* Problem to solve:
Please reproduce all of the lines below, word for word and in full.

* Data to examine:
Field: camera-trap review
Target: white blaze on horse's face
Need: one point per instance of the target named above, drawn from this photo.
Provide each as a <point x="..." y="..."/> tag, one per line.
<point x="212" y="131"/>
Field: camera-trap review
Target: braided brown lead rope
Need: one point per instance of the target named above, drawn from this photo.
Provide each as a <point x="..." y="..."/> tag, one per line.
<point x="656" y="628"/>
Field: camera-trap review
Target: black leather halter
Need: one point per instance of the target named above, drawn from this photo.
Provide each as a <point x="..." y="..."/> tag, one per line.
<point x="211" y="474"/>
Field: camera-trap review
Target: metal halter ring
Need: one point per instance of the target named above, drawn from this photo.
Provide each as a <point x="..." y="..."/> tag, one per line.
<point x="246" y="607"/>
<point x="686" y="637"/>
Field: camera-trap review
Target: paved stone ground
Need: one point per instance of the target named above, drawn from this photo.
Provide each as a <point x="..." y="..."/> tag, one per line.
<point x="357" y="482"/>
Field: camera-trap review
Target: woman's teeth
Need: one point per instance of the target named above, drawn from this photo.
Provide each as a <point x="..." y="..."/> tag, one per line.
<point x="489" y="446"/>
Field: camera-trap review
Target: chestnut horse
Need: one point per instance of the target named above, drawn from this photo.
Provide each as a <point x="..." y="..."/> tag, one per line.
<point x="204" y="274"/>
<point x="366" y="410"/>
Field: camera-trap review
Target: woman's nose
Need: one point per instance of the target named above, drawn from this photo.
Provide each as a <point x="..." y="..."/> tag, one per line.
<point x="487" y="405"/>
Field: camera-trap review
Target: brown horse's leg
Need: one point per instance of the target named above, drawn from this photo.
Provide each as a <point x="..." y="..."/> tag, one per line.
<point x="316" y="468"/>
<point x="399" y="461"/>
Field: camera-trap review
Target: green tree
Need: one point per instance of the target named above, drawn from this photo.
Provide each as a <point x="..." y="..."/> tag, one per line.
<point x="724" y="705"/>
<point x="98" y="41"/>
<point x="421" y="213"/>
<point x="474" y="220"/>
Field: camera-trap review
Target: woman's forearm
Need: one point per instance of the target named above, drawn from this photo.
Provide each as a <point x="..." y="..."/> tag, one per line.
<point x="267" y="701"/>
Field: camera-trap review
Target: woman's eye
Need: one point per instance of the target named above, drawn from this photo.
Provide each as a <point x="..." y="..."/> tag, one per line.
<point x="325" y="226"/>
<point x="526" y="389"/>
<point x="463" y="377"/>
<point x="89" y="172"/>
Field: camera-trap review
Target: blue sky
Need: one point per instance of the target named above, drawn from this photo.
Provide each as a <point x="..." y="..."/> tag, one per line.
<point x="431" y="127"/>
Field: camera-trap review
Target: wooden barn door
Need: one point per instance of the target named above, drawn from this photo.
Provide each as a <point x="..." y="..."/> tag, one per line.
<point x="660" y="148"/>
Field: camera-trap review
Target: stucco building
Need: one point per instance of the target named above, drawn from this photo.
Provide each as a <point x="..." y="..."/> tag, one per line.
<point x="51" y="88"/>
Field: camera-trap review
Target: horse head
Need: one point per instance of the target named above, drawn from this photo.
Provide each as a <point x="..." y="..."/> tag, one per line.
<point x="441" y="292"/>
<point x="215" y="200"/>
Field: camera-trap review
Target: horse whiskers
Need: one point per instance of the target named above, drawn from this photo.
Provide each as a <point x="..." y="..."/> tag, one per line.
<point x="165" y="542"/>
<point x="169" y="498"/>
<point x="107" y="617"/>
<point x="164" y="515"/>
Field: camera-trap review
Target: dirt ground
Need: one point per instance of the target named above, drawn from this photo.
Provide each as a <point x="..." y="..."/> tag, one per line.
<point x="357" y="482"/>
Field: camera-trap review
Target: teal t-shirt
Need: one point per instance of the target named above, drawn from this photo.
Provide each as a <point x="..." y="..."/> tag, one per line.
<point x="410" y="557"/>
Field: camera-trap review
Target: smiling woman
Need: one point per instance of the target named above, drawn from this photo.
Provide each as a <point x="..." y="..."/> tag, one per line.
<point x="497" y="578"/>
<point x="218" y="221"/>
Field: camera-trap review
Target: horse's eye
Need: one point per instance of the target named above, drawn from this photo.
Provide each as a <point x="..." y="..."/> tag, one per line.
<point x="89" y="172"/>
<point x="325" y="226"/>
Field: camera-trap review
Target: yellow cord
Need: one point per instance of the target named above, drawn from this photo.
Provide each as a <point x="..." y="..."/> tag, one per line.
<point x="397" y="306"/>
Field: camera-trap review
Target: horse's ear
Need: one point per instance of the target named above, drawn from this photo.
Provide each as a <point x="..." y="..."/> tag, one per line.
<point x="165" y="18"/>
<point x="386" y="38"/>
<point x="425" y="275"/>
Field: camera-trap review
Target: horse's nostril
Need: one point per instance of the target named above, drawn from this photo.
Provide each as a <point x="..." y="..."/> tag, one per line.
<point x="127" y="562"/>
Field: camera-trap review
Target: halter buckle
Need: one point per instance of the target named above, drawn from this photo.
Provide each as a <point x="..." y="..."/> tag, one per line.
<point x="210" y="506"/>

* Reply:
Field: camera-trap review
Target: white blaze on horse's face
Need: one point per instance of the target named above, drawn from this photo.
Provide each as a <point x="..." y="..."/> tag, one per line.
<point x="212" y="131"/>
Field: camera-trap review
Target: braided brown lead rope
Need: one point per instance of the target named above, drawn from this photo.
Provide each as a <point x="..." y="..."/> tag, one per line.
<point x="656" y="628"/>
Field: camera-trap review
Target: black leather halter
Need: one point per instance of the target named above, drawn from this photo.
Provide each as a <point x="..." y="..."/> tag, one per line.
<point x="211" y="474"/>
Field: camera-trap review
Target: metal halter ring
Need: one point per instance of the target named above, drawn from this photo.
Provide each as a <point x="..." y="..."/> tag, one per line.
<point x="246" y="607"/>
<point x="686" y="637"/>
Field: camera-trap review
Target: paved stone ground
Need: one point per instance of the target named above, drawn from this photo.
Provide each as a <point x="..." y="..."/> tag, one per line.
<point x="357" y="482"/>
Field: camera-trap review
Target: woman's teeth
Need: one point per instance of the target named above, drawn from this photo.
Provide each as a <point x="..." y="..."/> tag, one per line.
<point x="489" y="446"/>
Field: camera-trap review
Target: chestnut horse
Need: one point per instance of the target named above, drawn from this photo.
Provide each as a <point x="..." y="..."/> tag, one per line.
<point x="204" y="274"/>
<point x="366" y="410"/>
Field: camera-trap review
Target: woman's nose
Need: one point per instance of the target named above, drawn from this photo.
Provide each as a <point x="..." y="..."/> tag, one per line.
<point x="487" y="405"/>
Field: camera-trap review
Target: brown horse's leg
Need: one point per instance of the target named above, drawn from this photo.
Provide each as a <point x="..." y="..."/> tag, one per line.
<point x="316" y="468"/>
<point x="399" y="461"/>
Field: camera-trap review
Target: green tree
Need: one point per instance of the target named above, drawn from this photo.
Provide each as a <point x="..." y="..."/> tag, one per line.
<point x="724" y="705"/>
<point x="98" y="41"/>
<point x="421" y="213"/>
<point x="474" y="220"/>
Field: camera-trap review
Target: woman's forearm
Need: one point per instance of the target named above, drawn from this photo.
Provide each as a <point x="..." y="..."/> tag, one per line.
<point x="267" y="701"/>
Field: camera-trap review
Target: woman's eye
Need: one point per instance of the target named above, drawn from this photo.
Provide each as a <point x="..." y="..."/> tag, one per line.
<point x="325" y="226"/>
<point x="526" y="389"/>
<point x="463" y="377"/>
<point x="89" y="172"/>
Field: camera-trap review
Target: blue sky
Need: one point per instance of the target named above, drawn from this photo.
Provide each as a <point x="..." y="..."/> tag, one per line.
<point x="431" y="127"/>
Field: camera-trap review
Target: wooden barn door
Need: one point per instance of the target named above, drawn from this photo.
Provide each as a <point x="..." y="..."/> tag, one per line.
<point x="660" y="148"/>
Field: camera-trap review
Target: stucco building
Need: one point per instance of the target named above, drawn from this photo.
Provide each as a <point x="..." y="..."/> tag, one per line.
<point x="51" y="88"/>
Field: camera-trap review
Target: horse head
Need: one point per instance of the target named above, drawn from this photo.
Provide each as a <point x="..." y="..."/> tag, one per line.
<point x="441" y="292"/>
<point x="215" y="200"/>
Field: camera-trap review
Target: horse whiskers
Need: one point per instance of the target named above, drawn from this photo.
Provide each as a <point x="..." y="..."/> tag, one per line.
<point x="165" y="542"/>
<point x="169" y="498"/>
<point x="107" y="617"/>
<point x="164" y="515"/>
Field: camera-trap review
Target: dirt ground
Need: one point per instance of the target named above, drawn from this photo.
Provide each as a <point x="..." y="..."/> tag, one per line.
<point x="357" y="482"/>
Field: camera-trap review
Target: teal t-shirt
Need: one point per instance of the target named above, drawn from this photo.
Provide each as a <point x="..." y="..."/> tag, one per line.
<point x="410" y="557"/>
Field: camera-trap review
Target: smiling woman
Need: one point per instance of the target named above, drawn from this photo.
Provide each as a <point x="..." y="..."/> tag, one per line.
<point x="497" y="578"/>
<point x="218" y="221"/>
Field: camera-trap review
Target: horse's eye
Need: one point per instance of the target named above, drawn from this photo.
Provide each as a <point x="..." y="..."/> tag, one per line.
<point x="89" y="172"/>
<point x="325" y="226"/>
Field: camera-trap review
Target: yellow cord
Need: one point per instance of the target named above, drawn from this photo.
Provide each as a <point x="..." y="..."/> tag, one per line.
<point x="397" y="306"/>
Field: camera-trap review
Target: horse's ear
Need: one point per instance of the target named above, drawn from this photo.
Provide each as a <point x="..." y="..."/> tag, one per line.
<point x="165" y="18"/>
<point x="386" y="38"/>
<point x="425" y="275"/>
Field: camera-trap review
Target: horse's nostril
Need: one point per instance of the target named above, drawn from this photo.
Provide each as a <point x="..." y="..."/> tag, one per line.
<point x="127" y="562"/>
Field: camera-trap review
Target: halter buckle
Need: one point per instance of the target named above, drawn from this photo.
Provide each as a <point x="..." y="..."/> tag, one per line.
<point x="210" y="506"/>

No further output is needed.